#### Задача 1:
Переведите на английский язык первое предложение заметки о Г. Б. Бокии: «Георгий Борисович Бокий (1909-2001) - крупнейший кристаллограф, ученый и педагог».
#### Задача 2:
Продолжите заметку о Г. Б. Бокии начиная с места, следующего за ее последним предложением.

#### Страница:
━━━
Георгий Борисович Бокий (1909-2001) - крупнейший кристаллограф, ученый и педагог.
Дважды - в 1997 и 2000 гг. Георгий Борисович давал мне рекомендации для баллотирования в члены-корреспонденты Российской Академии. Почему он это делал- для меня некоторая загадка, потому что более мы с ним не контактировали.
Ниже приведена запись нашего разговора 20.02.1997 г. в связи с выдвижением в члены-корреспонденты РАН по молодежному списку.
Показал ему письмо-поддержку, которую подписал Б.К. Вайнштейн. Он посмотрел мои оттиски. Я восторженно отозвался об его работах по бертоллидам пятидесятых годов. Полной неожиданностью для меня оказалось, что он их плохо помнил; забыл, что оппонировал диссертацию Б.П.Соболева. Заинтересовался способами определения температур плавления мнимых модификаций путем экстраполяции кривых ликвидуса и солидуса. Обсуждали кристаллохимию фторидов РЗЭ, в т.ч. структуру альфа-UO3. Я говорил о влиянии кислорода, приводящем в появлению нехарактерных для чистых веществ структурам; в т.ч. вошедший в учебники и справочники структурный тип кубического BiF3- фикция. Далее я спросил его мнение о понятии морфотропии и попросил посмотреть текст своей статьи – отказался, сказал, что очень занят, затягивает сдачу книги, и ближайшие месяцы посмотреть не сможет. Но: изменение структуры твердого раствора с концентрацией через двухфазную область тоже считает морфотропией, но своеобразной, в широком смысле слова.
Отметил важность четких определений. Пишет книгу о систематике силикатов. Вынужден приводить 16 определений силикатов. Только что был на заседании в Академии, где зашел спор о фундаментальной науке. Докладчики говорили каждый свое. Кто-то отнес к фундаментальной науке только математику и физику, а все гуманитарные выключил из этой группы. Б. проверил все словари - определения не нашел. С его точки зрения, фундаментальная наука та, которая направлена только на получение нового знания, без интереса к пользе. Например, вскрытие договора Молотова с Риббентропом - имеет фундаментальное значение, т.к. дает новое знание, которого ранее не было.
━━━
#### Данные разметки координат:

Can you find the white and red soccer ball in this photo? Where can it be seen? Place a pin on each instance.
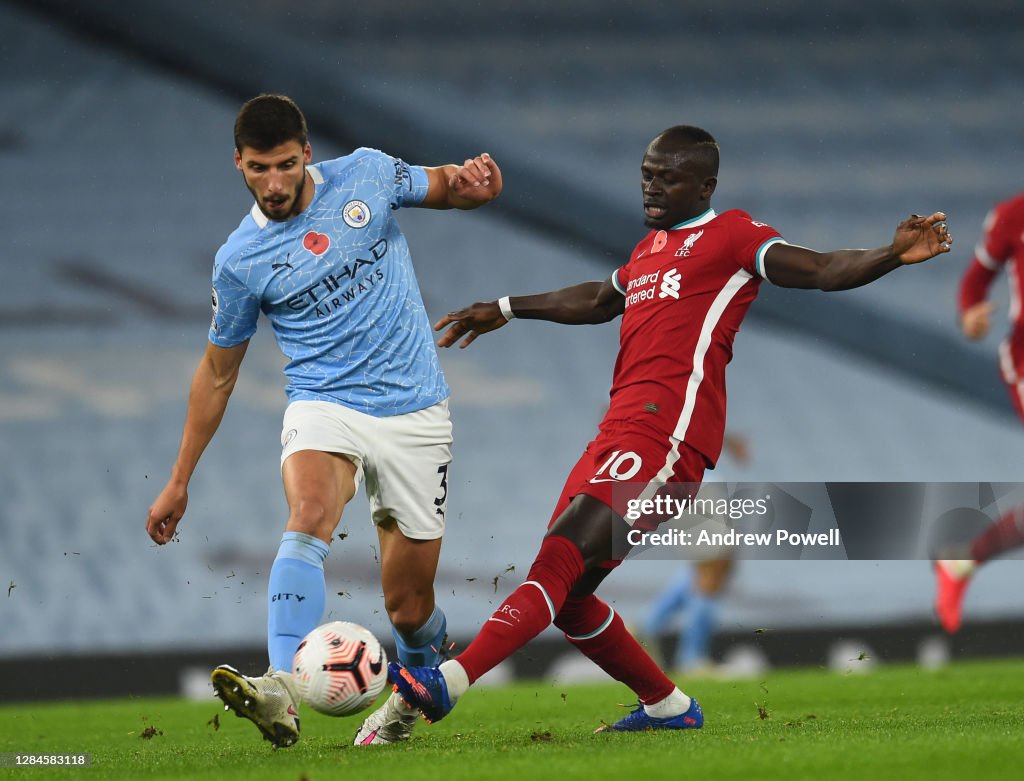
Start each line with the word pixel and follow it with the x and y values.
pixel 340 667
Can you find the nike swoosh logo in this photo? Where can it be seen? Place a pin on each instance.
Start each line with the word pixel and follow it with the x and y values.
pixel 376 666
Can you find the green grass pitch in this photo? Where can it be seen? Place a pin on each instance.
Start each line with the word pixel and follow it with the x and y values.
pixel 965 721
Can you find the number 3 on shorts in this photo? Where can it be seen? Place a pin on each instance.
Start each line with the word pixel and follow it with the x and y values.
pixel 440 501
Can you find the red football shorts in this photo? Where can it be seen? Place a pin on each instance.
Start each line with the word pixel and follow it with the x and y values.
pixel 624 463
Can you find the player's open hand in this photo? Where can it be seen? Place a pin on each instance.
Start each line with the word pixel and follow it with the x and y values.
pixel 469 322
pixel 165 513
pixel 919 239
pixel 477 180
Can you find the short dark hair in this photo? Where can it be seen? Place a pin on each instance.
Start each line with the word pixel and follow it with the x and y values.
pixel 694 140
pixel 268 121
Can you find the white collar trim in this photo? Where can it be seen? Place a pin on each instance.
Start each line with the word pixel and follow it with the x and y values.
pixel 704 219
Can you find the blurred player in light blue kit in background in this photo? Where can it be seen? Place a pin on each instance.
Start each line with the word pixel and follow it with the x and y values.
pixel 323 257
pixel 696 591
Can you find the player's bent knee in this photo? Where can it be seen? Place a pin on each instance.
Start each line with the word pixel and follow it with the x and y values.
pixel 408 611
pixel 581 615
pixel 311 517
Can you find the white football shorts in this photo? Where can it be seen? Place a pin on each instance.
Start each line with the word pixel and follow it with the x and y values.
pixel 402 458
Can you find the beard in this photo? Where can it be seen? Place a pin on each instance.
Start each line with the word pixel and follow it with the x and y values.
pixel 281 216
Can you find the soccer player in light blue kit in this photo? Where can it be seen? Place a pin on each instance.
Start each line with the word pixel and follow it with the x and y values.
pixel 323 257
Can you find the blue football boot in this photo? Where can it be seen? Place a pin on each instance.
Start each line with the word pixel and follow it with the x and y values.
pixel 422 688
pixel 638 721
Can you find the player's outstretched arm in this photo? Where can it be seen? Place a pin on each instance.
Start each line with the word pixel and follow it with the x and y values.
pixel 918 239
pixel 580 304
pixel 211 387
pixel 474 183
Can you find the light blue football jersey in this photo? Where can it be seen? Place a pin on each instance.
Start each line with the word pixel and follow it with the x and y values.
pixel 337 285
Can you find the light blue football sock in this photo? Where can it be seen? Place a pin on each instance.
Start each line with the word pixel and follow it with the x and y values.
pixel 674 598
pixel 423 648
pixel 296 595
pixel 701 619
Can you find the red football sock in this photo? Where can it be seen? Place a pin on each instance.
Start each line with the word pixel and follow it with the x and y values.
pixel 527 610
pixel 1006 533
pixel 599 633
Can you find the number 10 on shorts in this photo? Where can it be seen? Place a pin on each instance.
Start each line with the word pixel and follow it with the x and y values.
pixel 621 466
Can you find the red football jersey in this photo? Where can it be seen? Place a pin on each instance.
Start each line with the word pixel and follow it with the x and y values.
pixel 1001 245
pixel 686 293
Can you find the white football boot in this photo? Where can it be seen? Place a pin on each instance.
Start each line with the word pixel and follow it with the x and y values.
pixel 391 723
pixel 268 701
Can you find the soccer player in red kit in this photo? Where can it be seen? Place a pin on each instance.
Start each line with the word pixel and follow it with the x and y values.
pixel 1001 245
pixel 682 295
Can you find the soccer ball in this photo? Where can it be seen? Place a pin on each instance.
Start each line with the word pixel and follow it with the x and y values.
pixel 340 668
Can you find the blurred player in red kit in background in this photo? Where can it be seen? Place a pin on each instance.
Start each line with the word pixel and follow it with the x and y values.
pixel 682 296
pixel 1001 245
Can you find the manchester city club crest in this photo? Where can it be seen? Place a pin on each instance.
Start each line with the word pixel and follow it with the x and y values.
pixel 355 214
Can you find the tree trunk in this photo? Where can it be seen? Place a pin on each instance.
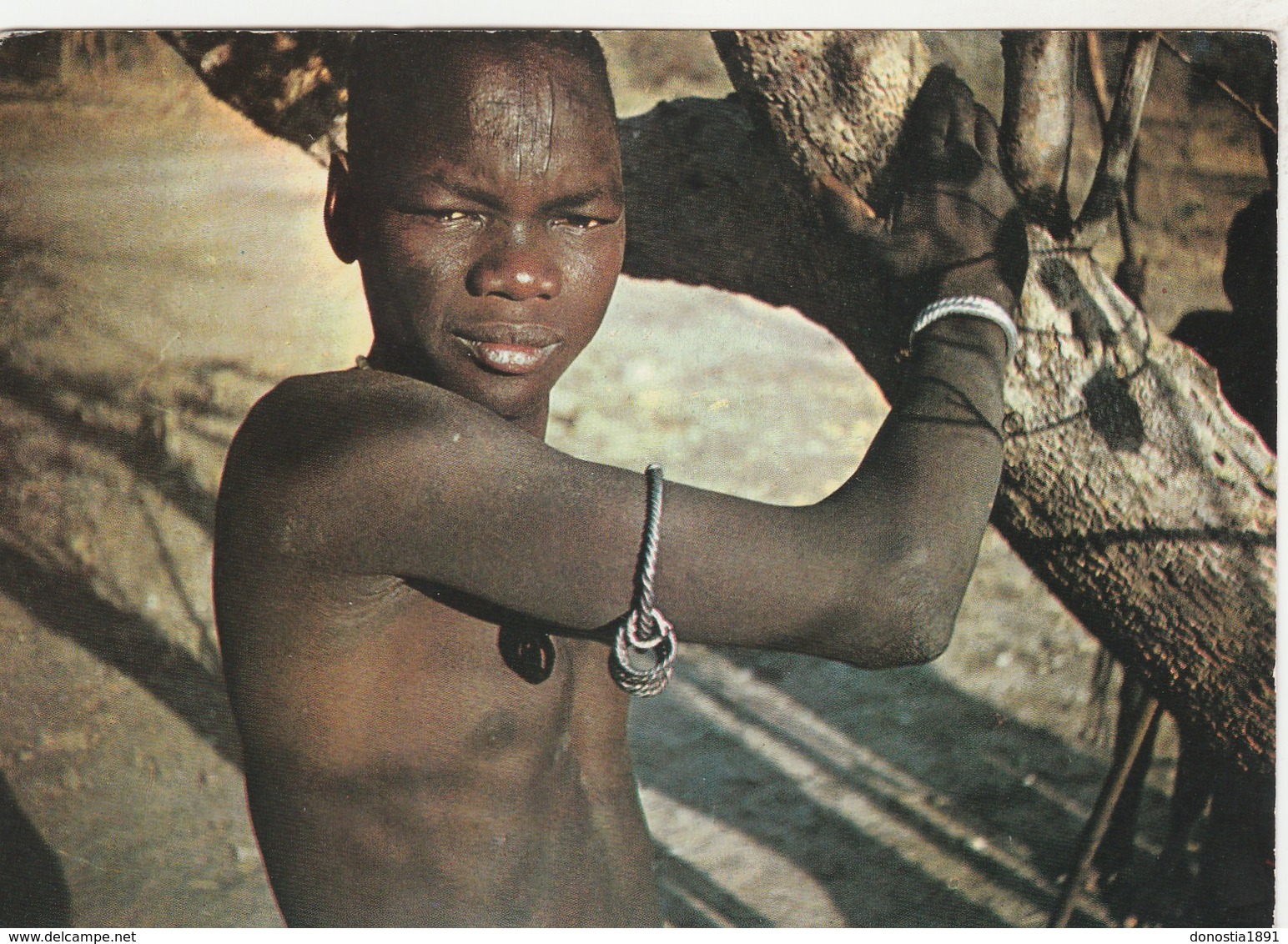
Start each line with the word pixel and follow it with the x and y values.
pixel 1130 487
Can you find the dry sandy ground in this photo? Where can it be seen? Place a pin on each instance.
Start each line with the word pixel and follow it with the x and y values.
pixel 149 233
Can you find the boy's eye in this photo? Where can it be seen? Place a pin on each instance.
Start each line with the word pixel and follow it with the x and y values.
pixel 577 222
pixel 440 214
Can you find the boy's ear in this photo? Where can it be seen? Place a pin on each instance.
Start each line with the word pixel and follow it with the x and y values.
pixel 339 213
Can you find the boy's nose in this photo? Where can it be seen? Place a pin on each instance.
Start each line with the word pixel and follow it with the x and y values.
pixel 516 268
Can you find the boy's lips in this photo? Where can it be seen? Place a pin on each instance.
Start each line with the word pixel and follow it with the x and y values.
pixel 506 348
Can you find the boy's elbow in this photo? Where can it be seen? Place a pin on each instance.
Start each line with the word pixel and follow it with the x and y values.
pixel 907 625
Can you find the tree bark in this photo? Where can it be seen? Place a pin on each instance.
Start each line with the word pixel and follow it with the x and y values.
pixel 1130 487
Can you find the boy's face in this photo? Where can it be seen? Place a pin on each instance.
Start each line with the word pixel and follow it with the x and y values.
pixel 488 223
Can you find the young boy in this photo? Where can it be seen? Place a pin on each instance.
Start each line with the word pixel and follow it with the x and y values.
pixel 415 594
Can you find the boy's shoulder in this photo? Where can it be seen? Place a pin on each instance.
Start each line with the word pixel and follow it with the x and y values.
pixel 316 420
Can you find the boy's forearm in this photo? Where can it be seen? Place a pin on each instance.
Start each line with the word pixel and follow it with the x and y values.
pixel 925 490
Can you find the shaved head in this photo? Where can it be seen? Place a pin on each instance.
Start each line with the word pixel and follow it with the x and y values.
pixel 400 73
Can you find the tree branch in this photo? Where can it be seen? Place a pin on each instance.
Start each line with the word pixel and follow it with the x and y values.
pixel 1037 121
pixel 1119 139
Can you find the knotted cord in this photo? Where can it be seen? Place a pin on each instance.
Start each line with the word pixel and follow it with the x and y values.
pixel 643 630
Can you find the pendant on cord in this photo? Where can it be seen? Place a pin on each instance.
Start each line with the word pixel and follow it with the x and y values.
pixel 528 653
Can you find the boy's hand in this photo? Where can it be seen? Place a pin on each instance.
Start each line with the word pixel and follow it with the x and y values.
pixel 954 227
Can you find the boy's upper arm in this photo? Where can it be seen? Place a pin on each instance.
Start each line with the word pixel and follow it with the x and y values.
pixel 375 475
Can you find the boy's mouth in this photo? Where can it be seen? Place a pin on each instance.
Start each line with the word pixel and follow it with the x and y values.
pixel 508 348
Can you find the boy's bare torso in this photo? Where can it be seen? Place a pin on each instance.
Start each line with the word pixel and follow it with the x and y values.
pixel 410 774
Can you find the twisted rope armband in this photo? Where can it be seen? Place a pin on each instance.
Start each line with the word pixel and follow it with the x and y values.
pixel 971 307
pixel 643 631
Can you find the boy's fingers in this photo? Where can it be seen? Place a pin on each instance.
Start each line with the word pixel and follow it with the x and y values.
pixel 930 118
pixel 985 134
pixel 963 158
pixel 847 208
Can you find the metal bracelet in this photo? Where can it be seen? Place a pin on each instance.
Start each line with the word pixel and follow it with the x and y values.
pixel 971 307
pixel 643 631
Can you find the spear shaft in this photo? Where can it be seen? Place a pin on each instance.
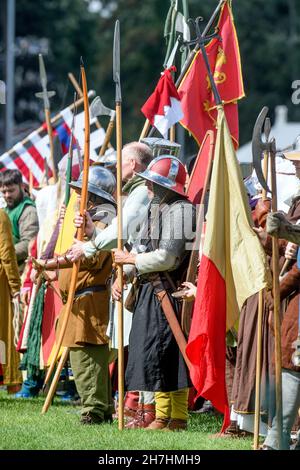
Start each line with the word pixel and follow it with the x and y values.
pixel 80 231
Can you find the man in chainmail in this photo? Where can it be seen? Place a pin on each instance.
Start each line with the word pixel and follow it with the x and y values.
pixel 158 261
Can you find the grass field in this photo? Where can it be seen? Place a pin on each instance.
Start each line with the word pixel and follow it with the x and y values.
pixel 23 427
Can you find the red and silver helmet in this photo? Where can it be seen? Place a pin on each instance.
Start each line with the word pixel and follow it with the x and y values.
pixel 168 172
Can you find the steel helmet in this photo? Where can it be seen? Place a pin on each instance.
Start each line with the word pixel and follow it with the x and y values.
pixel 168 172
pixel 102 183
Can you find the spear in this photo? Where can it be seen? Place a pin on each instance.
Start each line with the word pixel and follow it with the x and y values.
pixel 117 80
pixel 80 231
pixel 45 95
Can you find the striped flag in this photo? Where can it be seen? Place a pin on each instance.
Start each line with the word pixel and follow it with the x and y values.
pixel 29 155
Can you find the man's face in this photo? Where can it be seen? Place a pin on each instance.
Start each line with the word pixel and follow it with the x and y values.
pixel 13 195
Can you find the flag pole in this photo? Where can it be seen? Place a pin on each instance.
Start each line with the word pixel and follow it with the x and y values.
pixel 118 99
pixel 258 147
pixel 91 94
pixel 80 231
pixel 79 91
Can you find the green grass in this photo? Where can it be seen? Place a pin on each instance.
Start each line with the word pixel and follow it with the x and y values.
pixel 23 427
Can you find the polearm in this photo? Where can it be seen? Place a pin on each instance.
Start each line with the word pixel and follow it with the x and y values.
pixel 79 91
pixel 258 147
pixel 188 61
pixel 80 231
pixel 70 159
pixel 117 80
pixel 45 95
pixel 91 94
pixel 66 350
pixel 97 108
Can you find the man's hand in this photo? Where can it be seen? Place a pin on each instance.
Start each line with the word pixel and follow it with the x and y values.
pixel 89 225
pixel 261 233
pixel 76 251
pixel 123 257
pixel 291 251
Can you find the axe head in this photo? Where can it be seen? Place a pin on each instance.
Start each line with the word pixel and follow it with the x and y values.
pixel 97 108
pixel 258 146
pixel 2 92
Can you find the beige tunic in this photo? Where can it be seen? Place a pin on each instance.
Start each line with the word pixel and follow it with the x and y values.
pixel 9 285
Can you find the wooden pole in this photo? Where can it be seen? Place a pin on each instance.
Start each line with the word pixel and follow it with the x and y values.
━━━
#### Итоговый ответ 1:
Georgy Borisovich Bokiy (1909–2001) was a preeminent crystallographer, scientist, and educator.

#### Итоговый ответ 2:
Проявил большой интерес к зависимостям растворимости от ионного радиуса для гетеровалентного изоморфизма. Не помнит мое выступление на совещании в Звенигороде в 1988 г. Объяснение второго пика растворимости MSO4 в Li2SO4 как внедрение бериллия в тетраэдры воспринял как очевидное. Затем откинулся в кресле и с довольным видом сказал: “ А знаете, первый кто четко понял разницу между видами изоморфизма, был Берцелиус. Он основал первое ВИНИТИ - прочитывал все химические журналы того времени и делал рефераты. Сразу понял изоморфизм. Между 1812 и 1824 годами опубликовал три статьи, последняя обзорная, где понял разницу между значительным изоморфизмом, который меняет формулу минерала, и микроизоморфизмом, а также между изовалентным и гетеровалентным изоморфизмом. Наверное, это Кошкаров, кто перевел статью на русский язык, она издана в Записках Горного института”. Я вытащил книгу Вернадского, которая была у меня кстати в портфеле, самое начало века, дорентгеновский период, четко прослеживается связь кристаллографии с физико-химическим анализом, что мне импонирует. Бокий: “Я с этой книгой знаком. Но, вы знаете, Вернадский все-таки недопонимал (недооценивал?) геометрию. Это его каолиновое ядро. Он его предложил из-за успехов органической химии. Он специально учредил рентгеновскую лабораторию в Институте для того, чтобы это ядро найти. Звягин сколько сил потратил. Оказалось, что никакого ядра нет. Я долго думал, как с этим быть. Все-таки, Вернадский понял особую роль алюминия, который может замещать кремний. Поэтому можно сказать, что он оказался прав наполовину.” Я со своей стороны: ” Это типично. Я как-то залез в Ломоносова. Наряду с блестящими догадками есть полная ерунда, например, соотнесение цветов спектра с солью, ртутью и серой. Т.е. тоже 50 на 50”. Б: “ Мы не можем ставить в упрек ученым прошлого то, что они что-то не поняли”. Я :”Но это помогает ориентироваться в современности - если кто-то выдвигает блестящую идею, кажущуюся безупречной, велика вероятность, что наполовину она окажется ложной.” Б.:” Ну а вот Берцелиус не ошибся. О нем есть хорошая книга, автор Соловьев. Кристаллохимик (?), пришел с войны покалеченный, экспериментальной работой больше не занимался, но зато хорошо занимается историей”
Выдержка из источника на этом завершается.